» **ACTIONS TO TAKE**
a - Which sites or publications hosting the featured pieces does the carnival of space post name? List every one.
b - Can you restate the carnival of space post from "everyone and explained" up to and including "The Red Planet.", substituting "Vesta" for "Ceres"?
c - In the carnival of space post, which two countries did the two teams of authors and illustrators belong to?
— start DOCUMENT EXCERPT —
Thursday, 14 February 2008

carnival of space for thursday october



First up is Pamela Gay from Star Stryder with In Search of Alien Air.

She links to, and comments on, two papers that discuss the difficult

task of finding extra-solar planets.

I'm near-sighted and have trouble seeing past the end of my nose. It's

astounding to me that we can find planets around another star.

Ken Murphy sends along his article in The Space Review - The

Exploration of, and Conquest of, the Moon!.

In the 1950s, people were beginning to realize, as rockets

penetrated further and further past the threshold of space, that

perhaps Goddard had been on to something, and perhaps a trip to our

Moon was possible. To help popularize this idea in the freest

bastions of the free world, the US and UK, two teams of authors and

illustrators set out to create books that would be accessible to

everyone and explained the most basic principles of what would be

involved. The results couldn't be more different, perhaps

reflecting the deeper cultural lessons, but also differing in the

scope of their ambitions.

Moving outward from the Moon to Mars and the Asteroid Belt we have

Darnell Clayton at Colony Worlds with Colonizing Ceres Before Mars

Could Save The Red Planet.
— end DOCUMENT EXCERPT —
— start EXTRACTED DATA —
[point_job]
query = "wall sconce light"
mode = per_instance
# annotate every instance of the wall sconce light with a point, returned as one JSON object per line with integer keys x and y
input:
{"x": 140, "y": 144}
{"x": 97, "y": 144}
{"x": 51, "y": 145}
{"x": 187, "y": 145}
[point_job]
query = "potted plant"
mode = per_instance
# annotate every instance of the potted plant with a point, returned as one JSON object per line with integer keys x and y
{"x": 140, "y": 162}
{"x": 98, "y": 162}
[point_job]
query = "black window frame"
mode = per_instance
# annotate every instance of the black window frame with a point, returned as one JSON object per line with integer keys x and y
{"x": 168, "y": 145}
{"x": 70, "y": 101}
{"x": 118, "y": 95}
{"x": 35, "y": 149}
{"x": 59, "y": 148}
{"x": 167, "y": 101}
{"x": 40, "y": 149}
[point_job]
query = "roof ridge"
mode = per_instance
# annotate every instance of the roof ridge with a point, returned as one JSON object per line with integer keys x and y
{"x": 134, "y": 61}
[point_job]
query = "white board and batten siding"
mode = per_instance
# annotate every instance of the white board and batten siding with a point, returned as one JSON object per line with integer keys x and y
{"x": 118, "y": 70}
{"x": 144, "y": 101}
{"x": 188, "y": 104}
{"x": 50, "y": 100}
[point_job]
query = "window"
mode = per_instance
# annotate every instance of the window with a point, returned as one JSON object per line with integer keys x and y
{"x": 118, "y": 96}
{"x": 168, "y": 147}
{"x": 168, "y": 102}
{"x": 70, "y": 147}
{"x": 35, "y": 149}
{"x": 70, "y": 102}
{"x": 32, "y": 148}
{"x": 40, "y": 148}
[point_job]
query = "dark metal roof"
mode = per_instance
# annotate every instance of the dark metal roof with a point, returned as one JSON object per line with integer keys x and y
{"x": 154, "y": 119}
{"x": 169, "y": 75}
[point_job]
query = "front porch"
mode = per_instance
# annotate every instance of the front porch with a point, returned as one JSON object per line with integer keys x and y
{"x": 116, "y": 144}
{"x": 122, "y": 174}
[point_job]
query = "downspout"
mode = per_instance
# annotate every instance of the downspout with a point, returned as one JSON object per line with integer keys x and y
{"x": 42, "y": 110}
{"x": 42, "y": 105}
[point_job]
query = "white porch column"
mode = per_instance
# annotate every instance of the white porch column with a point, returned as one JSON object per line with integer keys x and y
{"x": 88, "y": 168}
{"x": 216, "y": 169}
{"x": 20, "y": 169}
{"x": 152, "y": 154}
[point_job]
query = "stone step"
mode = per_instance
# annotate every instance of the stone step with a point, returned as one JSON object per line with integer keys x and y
— end EXTRACTED DATA —
» **ANSWERS BY TASK**
a - Star Stryder, The Space Review, Colony Worlds

b -
everyone and explained the most basic principles of what would be

involved. The results couldn't be more different, perhaps

reflecting the deeper cultural lessons, but also differing in the

scope of their ambitions.

Moving outward from the Moon to Mars and the Asteroid Belt we have

Darnell Clayton at Colony Worlds with Colonizing Vesta Before Mars

Could Save The Red Planet.

c - The US and the UK.